● **EXTRACT PROVIDED**:
◇ ◇ ◇ ◇ ◇ ◇ ◇
All lipoxygenases perform the same task: They attach two oxygen atoms to the long tail of a cell membrane molecule called arachodonic acid. Until now, the only known lipoxygenase structure was from a soybean plant--of dubious help to drug designers. So Michelle Browner of the biotech company Roche Bioscience in Palo Alto, California, and colleagues at Roche and the University of California, San Francisco (UCSF), decided to pin down the structure of 12-lipoxygenase, a mammalian version of particular interest because of its suspected role in the arterial damage that leads to blood clots.
The team used the tried-and-tested technique of x-ray crystallography: They formed a rabbit version of the enzyme into a crystal and scattered x-rays off it to deduce its structure. The researchers found that the globular enzyme's most important feature was a boot-shaped pocket containing the machinery that attaches the oxygen. This confirmed previous ideas that the long tail of the arachadonic acid penetrates into the pocket and the oxygen is attached part way up the tail.
◇ ◇ ◇ ◇ ◇ ◇ ◇
● **EXTRACTED RECORDS**:
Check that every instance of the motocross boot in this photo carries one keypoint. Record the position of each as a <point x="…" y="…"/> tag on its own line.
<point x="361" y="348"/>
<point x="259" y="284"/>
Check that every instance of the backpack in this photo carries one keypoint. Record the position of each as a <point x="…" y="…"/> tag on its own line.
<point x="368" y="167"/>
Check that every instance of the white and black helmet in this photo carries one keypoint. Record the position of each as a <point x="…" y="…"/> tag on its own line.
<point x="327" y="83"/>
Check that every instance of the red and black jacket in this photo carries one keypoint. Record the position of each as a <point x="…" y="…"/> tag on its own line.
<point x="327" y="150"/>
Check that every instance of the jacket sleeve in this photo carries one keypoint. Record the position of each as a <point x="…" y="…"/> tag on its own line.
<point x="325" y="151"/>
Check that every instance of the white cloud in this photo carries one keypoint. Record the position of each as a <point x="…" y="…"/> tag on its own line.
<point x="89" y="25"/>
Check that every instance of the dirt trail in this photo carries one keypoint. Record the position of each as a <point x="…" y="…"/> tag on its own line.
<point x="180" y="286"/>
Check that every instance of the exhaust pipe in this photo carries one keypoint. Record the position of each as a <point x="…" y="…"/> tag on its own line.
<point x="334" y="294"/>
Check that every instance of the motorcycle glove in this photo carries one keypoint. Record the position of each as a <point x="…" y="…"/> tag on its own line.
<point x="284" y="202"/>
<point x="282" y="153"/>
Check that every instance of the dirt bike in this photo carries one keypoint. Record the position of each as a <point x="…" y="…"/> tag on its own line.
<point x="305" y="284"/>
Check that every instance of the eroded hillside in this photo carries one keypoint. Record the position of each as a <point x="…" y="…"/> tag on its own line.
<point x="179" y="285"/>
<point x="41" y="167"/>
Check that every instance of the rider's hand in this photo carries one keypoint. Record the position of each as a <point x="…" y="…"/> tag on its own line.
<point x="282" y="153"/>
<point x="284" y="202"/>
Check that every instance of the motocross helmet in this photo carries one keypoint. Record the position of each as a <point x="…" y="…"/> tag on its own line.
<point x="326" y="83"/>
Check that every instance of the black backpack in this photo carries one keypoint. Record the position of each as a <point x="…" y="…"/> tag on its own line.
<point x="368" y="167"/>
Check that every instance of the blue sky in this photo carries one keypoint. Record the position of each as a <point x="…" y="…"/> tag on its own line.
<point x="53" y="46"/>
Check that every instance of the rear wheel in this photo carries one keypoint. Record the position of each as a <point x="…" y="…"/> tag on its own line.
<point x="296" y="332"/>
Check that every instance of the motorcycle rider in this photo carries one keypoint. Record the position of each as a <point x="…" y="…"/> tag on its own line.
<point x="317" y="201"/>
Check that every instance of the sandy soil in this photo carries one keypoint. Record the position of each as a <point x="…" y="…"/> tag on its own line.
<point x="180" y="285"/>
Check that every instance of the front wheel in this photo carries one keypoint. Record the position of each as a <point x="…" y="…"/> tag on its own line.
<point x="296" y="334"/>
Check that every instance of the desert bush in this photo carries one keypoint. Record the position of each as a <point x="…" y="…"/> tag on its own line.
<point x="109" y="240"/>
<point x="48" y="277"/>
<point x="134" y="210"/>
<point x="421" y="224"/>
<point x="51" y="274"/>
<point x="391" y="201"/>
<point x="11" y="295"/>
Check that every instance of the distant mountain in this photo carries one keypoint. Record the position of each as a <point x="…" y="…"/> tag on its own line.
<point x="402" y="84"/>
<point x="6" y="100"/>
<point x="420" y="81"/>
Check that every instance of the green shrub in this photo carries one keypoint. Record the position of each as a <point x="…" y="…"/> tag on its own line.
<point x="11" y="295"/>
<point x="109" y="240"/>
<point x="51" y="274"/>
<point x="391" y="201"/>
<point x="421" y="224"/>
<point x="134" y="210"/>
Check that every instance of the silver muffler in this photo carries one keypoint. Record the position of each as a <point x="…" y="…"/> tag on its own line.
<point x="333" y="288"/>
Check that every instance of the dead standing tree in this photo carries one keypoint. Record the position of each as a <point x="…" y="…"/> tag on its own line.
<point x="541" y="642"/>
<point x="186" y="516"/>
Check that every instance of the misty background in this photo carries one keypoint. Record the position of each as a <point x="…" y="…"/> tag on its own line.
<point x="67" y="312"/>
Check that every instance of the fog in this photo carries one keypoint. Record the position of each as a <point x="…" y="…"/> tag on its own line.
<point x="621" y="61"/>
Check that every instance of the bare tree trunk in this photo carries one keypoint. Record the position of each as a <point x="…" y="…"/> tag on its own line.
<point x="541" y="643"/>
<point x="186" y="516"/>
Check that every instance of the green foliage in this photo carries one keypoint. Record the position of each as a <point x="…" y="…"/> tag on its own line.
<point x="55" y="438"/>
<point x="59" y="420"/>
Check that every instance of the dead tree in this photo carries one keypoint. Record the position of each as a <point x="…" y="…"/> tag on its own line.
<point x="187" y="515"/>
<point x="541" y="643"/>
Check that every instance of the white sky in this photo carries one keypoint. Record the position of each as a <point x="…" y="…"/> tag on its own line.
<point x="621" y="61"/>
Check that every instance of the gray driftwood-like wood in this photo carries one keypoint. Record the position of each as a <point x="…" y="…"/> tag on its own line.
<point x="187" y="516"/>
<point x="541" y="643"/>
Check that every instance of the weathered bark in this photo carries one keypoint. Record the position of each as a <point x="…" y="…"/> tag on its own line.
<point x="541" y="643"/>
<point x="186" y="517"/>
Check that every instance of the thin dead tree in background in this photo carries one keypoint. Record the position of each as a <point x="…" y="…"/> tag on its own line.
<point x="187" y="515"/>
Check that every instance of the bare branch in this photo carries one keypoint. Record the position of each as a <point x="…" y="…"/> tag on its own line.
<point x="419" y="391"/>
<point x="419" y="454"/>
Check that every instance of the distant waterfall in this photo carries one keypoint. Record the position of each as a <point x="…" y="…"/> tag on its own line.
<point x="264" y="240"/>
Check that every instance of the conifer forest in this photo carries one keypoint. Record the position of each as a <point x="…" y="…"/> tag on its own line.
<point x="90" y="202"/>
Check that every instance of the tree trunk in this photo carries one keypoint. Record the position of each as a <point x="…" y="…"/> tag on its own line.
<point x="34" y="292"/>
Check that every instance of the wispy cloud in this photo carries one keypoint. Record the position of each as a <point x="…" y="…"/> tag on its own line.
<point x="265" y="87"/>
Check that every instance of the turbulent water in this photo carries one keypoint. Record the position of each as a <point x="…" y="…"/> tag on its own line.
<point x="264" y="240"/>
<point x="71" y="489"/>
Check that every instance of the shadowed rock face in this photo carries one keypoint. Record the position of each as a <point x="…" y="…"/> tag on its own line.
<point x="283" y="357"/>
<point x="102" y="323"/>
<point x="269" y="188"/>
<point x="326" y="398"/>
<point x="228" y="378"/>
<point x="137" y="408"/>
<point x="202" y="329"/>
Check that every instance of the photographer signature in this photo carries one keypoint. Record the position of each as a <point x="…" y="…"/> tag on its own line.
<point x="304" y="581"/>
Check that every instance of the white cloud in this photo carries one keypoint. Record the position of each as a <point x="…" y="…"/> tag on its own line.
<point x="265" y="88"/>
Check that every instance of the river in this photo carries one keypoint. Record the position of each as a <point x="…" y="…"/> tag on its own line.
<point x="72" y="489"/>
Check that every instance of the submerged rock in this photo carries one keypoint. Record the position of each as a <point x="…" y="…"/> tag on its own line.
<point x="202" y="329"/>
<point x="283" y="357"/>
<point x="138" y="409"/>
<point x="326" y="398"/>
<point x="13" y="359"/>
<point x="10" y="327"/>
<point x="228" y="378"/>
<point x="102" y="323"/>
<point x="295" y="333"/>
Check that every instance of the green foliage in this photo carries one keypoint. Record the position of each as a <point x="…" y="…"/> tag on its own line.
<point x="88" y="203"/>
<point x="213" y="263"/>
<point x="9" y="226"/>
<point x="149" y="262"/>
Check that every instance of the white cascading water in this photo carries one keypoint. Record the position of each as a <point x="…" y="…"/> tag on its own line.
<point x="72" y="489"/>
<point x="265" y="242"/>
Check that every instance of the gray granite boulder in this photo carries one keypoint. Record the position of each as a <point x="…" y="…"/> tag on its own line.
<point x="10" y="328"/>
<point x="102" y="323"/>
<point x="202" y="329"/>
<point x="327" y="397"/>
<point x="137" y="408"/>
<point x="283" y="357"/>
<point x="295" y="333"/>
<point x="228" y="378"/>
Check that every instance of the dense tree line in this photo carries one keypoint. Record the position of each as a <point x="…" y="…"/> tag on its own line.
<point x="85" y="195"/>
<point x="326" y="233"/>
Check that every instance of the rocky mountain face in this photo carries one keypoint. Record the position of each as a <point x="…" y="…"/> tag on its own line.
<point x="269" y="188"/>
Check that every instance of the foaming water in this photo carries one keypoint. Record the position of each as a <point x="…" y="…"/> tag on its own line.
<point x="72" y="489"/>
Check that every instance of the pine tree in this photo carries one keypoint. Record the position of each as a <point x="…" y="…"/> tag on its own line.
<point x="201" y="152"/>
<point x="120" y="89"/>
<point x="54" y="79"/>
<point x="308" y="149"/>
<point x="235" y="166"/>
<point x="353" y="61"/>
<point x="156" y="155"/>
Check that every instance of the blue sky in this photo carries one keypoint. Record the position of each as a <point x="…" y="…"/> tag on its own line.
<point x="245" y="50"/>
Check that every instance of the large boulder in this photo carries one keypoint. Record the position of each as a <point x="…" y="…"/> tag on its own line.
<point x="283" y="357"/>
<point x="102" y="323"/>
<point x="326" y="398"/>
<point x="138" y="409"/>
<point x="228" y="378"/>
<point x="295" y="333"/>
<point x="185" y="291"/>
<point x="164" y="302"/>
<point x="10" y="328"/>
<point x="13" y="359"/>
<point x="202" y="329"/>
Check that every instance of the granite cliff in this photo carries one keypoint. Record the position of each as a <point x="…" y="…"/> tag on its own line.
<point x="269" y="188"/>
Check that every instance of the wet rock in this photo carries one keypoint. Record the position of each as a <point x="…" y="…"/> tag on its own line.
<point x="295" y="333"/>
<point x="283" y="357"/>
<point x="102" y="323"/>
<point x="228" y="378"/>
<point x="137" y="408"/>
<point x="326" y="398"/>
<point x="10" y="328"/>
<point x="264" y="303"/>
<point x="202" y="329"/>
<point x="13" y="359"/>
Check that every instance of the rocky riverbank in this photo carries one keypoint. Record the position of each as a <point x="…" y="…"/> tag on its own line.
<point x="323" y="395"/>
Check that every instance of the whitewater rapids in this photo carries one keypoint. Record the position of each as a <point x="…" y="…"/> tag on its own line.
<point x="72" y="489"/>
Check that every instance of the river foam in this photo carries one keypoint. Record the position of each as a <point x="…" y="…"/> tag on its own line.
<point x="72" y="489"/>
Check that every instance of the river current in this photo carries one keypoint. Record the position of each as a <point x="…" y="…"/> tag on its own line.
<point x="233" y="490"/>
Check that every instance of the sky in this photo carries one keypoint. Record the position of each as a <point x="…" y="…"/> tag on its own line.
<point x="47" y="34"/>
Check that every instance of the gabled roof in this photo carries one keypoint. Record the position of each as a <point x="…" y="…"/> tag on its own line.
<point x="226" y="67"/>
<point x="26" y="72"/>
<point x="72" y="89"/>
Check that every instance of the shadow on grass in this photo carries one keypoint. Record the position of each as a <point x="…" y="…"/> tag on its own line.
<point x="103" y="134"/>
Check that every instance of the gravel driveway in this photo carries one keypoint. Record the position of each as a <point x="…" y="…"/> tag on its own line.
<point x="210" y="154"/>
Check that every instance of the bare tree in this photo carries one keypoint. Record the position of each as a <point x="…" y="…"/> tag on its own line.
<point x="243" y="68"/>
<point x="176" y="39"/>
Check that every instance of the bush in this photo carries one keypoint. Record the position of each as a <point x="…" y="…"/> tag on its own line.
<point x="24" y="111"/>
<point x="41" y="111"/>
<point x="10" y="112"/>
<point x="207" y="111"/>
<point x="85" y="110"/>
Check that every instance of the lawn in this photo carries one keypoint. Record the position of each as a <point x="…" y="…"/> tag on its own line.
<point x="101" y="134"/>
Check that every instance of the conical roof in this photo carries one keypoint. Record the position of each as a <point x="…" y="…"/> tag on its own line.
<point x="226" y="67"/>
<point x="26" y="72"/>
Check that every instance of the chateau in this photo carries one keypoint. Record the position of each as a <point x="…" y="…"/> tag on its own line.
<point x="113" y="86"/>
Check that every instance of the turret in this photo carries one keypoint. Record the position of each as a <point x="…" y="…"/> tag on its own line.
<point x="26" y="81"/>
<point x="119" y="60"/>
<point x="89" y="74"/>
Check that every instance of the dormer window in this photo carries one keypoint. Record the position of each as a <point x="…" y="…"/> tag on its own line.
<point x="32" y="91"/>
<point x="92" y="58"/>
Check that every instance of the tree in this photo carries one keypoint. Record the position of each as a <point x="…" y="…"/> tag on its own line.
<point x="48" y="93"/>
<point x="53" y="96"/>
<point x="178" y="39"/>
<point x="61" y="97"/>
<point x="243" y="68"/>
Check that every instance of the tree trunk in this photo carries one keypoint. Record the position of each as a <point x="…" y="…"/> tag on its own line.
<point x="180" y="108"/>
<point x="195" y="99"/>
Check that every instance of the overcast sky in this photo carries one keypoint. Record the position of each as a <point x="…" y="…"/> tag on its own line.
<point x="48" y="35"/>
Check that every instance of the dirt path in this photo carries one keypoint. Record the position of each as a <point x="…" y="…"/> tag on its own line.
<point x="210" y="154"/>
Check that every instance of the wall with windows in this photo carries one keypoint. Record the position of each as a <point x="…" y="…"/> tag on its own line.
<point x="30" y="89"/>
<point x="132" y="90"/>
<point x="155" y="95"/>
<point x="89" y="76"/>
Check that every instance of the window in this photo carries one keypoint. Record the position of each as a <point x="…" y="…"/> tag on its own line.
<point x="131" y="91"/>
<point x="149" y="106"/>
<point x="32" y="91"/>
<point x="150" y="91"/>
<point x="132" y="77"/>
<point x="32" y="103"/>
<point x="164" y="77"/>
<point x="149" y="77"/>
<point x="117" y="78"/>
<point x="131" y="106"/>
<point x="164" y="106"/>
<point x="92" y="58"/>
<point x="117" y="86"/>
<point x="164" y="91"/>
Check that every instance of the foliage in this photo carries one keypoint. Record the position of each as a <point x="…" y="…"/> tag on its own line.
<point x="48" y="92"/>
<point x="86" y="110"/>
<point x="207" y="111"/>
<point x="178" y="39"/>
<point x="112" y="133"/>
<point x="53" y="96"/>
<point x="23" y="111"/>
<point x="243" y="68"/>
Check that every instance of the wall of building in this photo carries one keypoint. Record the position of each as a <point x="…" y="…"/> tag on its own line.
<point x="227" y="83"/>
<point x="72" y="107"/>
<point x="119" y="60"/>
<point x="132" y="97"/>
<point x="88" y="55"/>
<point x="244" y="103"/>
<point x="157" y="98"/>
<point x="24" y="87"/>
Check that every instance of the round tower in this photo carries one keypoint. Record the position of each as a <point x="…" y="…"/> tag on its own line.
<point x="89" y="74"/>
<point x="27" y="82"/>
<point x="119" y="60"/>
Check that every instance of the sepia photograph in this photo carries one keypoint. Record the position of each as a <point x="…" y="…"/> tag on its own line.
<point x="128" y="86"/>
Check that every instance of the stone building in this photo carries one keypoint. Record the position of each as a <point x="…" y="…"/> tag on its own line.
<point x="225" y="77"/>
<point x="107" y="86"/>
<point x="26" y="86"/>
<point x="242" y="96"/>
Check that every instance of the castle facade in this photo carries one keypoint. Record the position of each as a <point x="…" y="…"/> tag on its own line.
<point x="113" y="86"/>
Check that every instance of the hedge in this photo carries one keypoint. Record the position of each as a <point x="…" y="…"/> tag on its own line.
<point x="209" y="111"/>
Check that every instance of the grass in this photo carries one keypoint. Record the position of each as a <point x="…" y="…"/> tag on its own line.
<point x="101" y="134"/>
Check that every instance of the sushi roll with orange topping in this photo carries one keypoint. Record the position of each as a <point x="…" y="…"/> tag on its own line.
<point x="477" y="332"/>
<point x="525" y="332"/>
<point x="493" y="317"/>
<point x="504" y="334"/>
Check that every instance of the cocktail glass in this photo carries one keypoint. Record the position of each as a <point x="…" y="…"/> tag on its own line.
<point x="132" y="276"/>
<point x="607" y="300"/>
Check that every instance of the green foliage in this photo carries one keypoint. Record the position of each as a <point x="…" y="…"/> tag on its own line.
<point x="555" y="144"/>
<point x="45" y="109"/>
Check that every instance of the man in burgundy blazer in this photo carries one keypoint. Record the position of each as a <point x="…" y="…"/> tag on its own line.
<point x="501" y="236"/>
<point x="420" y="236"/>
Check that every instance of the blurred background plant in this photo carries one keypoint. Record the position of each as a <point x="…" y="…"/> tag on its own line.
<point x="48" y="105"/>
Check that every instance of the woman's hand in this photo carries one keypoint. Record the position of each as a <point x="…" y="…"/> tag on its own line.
◇ ◇ ◇ ◇ ◇ ◇ ◇
● **SET OF TASKS**:
A) Return the part of the lipoxygenase passage between "All lipoxygenases perform" and "to blood clots.", inclusive, copied verbatim.
B) Using the lipoxygenase passage, decide whether each statement agrees with it. Answer yes or no for each, and quote the words that decide it.
(i) Before this work, the only lipoxygenase structure known came from a soybean plant.
(ii) The team crystallized a human version of 12-lipoxygenase.
(iii) The enzyme's boot-shaped pocket contains the machinery that attaches the oxygen.
C) Carry on the lipoxygenase passage from the point where it stops.

● **ANSWERS BELOW**:
A)
All lipoxygenases perform the same task: They attach two oxygen atoms to the long tail of a cell membrane molecule called arachodonic acid. Until now, the only known lipoxygenase structure was from a soybean plant--of dubious help to drug designers. So Michelle Browner of the biotech company Roche Bioscience in Palo Alto, California, and colleagues at Roche and the University of California, San Francisco (UCSF), decided to pin down the structure of 12-lipoxygenase, a mammalian version of particular interest because of its suspected role in the arterial damage that leads to blood clots.

B)
(i) Yes: "Until now, the only known lipoxygenase structure was from a soybean plant"
(ii) No: "They formed a rabbit version of the enzyme into a crystal"
(iii) Yes: "a boot-shaped pocket containing the machinery that attaches the oxygen"

C)
This model still isn't universally accepted, says Colin Funk, a structural biologist at the University of Pennsylvania, Philadelphia. "There's still a bit of debate about how [arachadonic acid] might go into the pocket," he says. Some researchers have evidence that, with certain lipoxygenases, the molecule can slide into the pocket head first rather than tail first. Nevertheless, the structure should be a windfall for drug designers, says team member Robert Fletterick of UCSF. With "a little chemistry and some trial and error," they should be able to design drugs which mimic arachdonic acid, but plug the pocket.